Each line from the one holding "[find] the ceiling beam" through the final line of the data below is to be given again exactly, and no other line is to appear.

Referring expression data:
##########

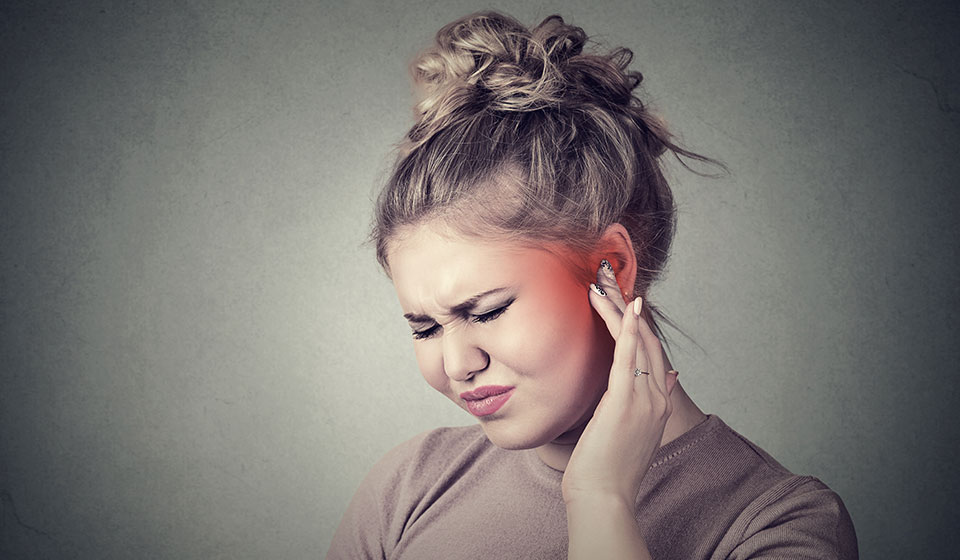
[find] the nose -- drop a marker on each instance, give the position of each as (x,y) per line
(462,358)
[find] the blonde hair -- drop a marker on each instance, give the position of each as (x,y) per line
(523,136)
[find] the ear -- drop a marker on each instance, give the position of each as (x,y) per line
(616,247)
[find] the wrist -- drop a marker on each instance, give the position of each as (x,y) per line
(598,502)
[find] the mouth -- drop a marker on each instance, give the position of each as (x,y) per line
(484,401)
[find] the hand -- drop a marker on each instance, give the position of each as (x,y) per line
(618,444)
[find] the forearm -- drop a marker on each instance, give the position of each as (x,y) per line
(601,528)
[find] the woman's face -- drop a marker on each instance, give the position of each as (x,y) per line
(510,324)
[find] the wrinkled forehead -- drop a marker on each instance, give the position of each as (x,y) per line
(436,266)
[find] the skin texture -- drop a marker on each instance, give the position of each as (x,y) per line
(549,343)
(568,351)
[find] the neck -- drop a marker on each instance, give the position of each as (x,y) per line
(686,414)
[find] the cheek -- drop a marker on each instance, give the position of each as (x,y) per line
(430,361)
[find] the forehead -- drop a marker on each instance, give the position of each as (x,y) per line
(431,266)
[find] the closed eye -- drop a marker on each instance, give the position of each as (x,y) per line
(488,316)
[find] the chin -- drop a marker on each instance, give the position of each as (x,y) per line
(506,436)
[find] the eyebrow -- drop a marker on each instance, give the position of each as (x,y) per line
(456,309)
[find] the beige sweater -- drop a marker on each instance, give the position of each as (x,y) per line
(451,494)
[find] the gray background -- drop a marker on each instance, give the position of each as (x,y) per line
(200,359)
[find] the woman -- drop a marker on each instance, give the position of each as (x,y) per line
(525,221)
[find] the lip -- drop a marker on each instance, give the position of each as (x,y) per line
(484,401)
(481,393)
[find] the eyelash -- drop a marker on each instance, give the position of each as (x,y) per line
(489,316)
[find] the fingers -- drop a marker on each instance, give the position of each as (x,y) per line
(625,355)
(654,352)
(599,298)
(607,299)
(607,280)
(672,380)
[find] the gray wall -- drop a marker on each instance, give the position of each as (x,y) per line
(200,359)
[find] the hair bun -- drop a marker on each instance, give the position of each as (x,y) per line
(490,61)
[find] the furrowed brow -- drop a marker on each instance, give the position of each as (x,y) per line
(456,309)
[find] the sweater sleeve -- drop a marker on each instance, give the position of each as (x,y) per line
(368,529)
(799,518)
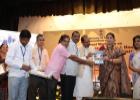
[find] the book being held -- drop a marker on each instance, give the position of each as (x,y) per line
(98,57)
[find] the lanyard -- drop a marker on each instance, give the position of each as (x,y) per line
(23,52)
(39,55)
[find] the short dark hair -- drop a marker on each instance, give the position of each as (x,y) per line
(110,33)
(134,39)
(25,34)
(38,36)
(83,38)
(75,32)
(63,37)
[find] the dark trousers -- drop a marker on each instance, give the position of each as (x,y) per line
(52,85)
(37,87)
(67,87)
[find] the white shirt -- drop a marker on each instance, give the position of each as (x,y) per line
(40,58)
(16,56)
(71,67)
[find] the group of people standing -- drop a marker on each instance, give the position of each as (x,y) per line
(72,66)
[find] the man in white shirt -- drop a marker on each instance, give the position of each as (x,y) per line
(69,72)
(38,85)
(19,63)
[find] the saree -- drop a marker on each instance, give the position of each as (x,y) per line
(114,80)
(136,76)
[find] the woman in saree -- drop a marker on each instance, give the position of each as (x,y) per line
(113,74)
(134,65)
(3,73)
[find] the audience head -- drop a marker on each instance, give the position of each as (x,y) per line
(110,38)
(25,36)
(64,40)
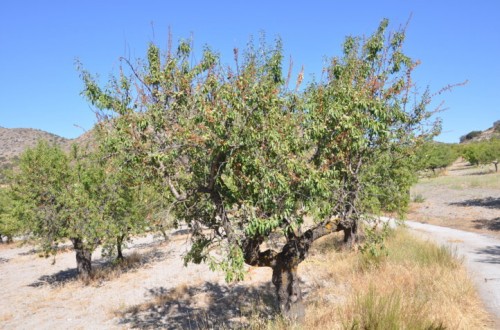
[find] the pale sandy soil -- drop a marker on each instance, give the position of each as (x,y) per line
(162,292)
(463,197)
(37,294)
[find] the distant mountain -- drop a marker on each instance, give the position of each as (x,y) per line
(488,134)
(14,141)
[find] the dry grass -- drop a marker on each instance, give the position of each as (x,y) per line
(417,286)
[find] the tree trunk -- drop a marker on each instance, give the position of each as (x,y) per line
(286,282)
(119,244)
(351,235)
(83,259)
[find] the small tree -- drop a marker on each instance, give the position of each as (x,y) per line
(58,197)
(483,152)
(9,225)
(249,159)
(434,155)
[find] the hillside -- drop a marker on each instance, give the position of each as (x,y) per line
(488,134)
(13,141)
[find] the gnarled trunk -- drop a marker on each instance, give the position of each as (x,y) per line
(288,291)
(351,235)
(284,265)
(119,245)
(83,259)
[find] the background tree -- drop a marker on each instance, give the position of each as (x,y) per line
(58,197)
(244,156)
(434,155)
(9,225)
(483,152)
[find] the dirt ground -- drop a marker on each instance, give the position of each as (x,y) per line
(159,292)
(461,197)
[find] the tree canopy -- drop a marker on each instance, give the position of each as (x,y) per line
(79,197)
(244,157)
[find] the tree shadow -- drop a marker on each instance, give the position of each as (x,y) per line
(488,202)
(102,269)
(490,224)
(490,254)
(208,305)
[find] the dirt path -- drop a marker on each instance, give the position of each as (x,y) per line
(481,255)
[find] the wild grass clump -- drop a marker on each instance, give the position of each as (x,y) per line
(416,285)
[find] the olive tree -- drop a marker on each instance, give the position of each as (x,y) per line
(72,197)
(9,225)
(435,155)
(244,158)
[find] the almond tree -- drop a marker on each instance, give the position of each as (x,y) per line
(245,159)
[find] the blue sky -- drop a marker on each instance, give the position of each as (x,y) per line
(40,40)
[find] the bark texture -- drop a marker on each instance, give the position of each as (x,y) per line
(284,265)
(83,259)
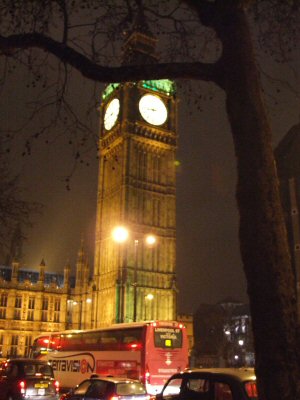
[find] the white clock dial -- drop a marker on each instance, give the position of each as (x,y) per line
(111,113)
(153,109)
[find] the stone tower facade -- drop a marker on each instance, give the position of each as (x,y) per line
(136,190)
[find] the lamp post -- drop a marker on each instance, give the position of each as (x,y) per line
(150,240)
(148,298)
(120,235)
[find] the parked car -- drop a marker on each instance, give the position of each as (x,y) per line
(211,384)
(108,388)
(28,379)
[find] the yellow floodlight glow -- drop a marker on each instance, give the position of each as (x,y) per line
(120,234)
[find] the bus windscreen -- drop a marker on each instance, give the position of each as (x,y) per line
(167,337)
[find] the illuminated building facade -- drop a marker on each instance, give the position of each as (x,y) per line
(32,302)
(136,190)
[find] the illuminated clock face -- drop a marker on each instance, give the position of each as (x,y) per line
(153,109)
(111,114)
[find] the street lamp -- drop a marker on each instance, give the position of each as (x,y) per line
(150,240)
(120,235)
(149,297)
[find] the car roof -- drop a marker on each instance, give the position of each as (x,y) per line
(241,374)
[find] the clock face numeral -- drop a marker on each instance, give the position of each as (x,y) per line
(153,109)
(111,114)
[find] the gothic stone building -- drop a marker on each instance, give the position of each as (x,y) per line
(131,281)
(33,302)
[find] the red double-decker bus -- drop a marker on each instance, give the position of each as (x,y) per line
(148,351)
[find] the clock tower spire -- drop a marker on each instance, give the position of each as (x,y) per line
(134,281)
(140,44)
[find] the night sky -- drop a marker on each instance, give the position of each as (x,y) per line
(209,267)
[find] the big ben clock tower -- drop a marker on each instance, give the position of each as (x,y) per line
(135,280)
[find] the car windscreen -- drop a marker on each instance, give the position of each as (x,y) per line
(128,389)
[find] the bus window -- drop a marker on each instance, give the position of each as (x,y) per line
(167,337)
(109,340)
(40,346)
(70,342)
(131,339)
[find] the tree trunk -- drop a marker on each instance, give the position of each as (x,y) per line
(263,239)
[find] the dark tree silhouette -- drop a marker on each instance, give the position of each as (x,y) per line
(85,35)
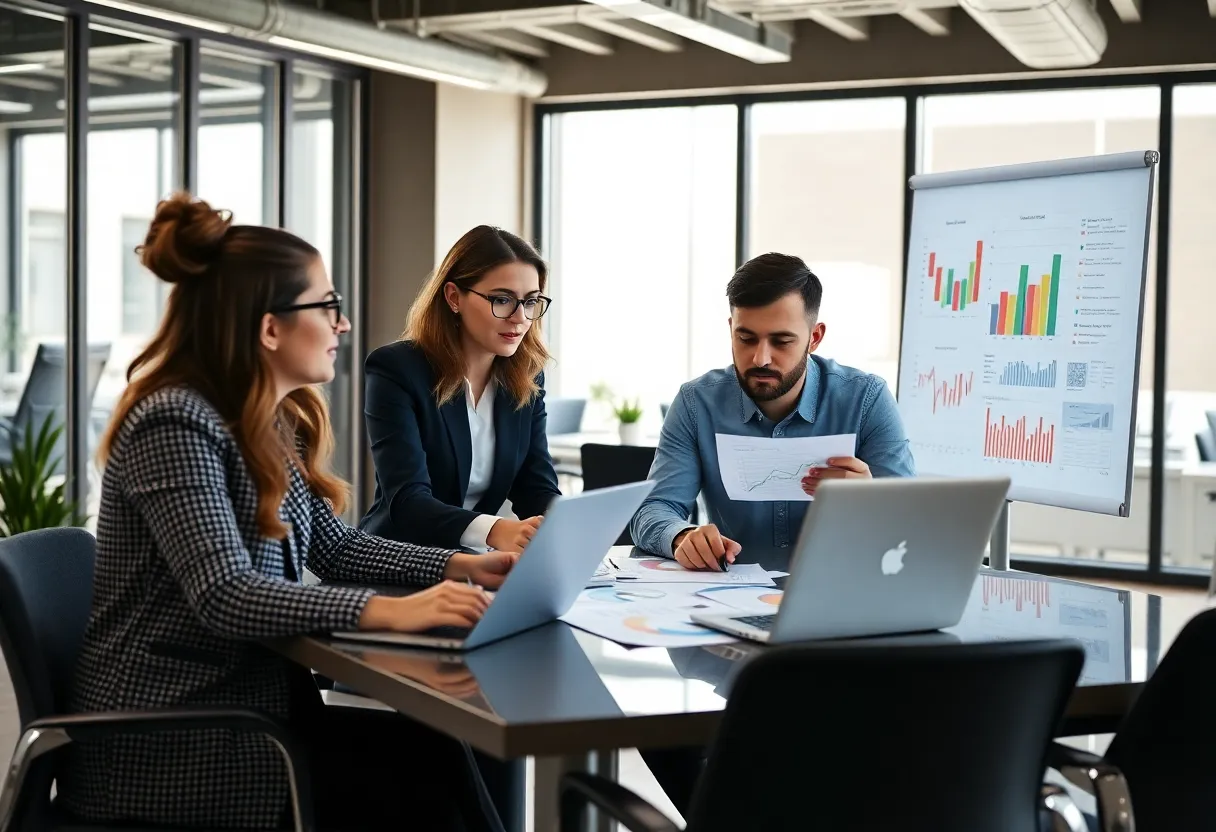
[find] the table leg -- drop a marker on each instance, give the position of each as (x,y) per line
(547,788)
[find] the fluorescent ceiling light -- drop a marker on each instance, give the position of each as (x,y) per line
(12,68)
(162,15)
(378,63)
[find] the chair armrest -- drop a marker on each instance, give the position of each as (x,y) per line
(45,735)
(1068,816)
(619,803)
(1099,779)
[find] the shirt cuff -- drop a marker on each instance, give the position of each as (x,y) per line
(477,532)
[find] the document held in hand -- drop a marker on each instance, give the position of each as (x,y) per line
(759,468)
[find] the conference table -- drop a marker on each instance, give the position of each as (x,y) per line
(572,700)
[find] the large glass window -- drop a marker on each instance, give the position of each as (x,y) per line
(642,243)
(827,185)
(1005,128)
(236,140)
(1192,341)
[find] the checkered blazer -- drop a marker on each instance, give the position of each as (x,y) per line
(185,590)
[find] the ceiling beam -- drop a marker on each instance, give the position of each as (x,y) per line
(626,28)
(932,21)
(1129,10)
(510,40)
(574,35)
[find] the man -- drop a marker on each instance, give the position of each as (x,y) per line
(777,388)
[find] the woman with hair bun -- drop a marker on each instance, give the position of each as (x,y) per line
(217,494)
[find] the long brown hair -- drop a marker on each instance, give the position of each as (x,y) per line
(225,277)
(433,326)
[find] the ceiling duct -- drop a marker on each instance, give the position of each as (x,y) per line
(694,20)
(345,40)
(1043,34)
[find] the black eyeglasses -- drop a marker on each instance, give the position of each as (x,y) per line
(505,305)
(333,303)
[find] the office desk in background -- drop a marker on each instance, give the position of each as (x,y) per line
(572,700)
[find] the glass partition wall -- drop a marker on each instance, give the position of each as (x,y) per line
(823,175)
(100,118)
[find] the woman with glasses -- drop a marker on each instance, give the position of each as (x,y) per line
(217,495)
(456,409)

##########

* Answer to this problem *
[find] the ceiling beam -- drop a marker on each instance, give the position of each as (x,y) per line
(626,28)
(932,21)
(1129,10)
(510,40)
(574,35)
[find] the man -- drop a marker on each instance, give the position of each as (x,y) per line
(777,388)
[find] the woman with hair bun -- drop a marker on each instance, give the position of each as (x,y) per line
(217,494)
[find] the long brown hair -- drop a marker on each instance, give the position of each as (x,y) per line
(225,277)
(433,326)
[find] the ceiling duct -- drop a marker on each instance, give the position of each as (x,y) per line
(694,20)
(345,40)
(1043,34)
[find] the black eyeglasses -- drop a marker on each instance, give the position of each as (x,y) per line
(505,305)
(333,303)
[find] the office desk in background -- drop a marker on each instance, give the position of each as (x,y) per line
(572,700)
[find] the glass partition wall -- drop a marker on each instance, give the position of each as (x,y) per line
(823,175)
(100,118)
[find] the woman with glasses -- drop a marker on each instance, give the position of each as (x,y) per line
(217,495)
(456,409)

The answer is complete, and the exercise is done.